Dataset entries
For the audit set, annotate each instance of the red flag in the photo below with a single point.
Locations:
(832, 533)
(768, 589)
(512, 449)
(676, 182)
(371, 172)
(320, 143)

__Work to complete__. Provide an exact transcription of every entry above.

__Your solution__.
For the audit set, annotate each instance of the red flag in the photo below with a single point.
Locations:
(832, 533)
(768, 589)
(512, 449)
(676, 182)
(371, 172)
(320, 143)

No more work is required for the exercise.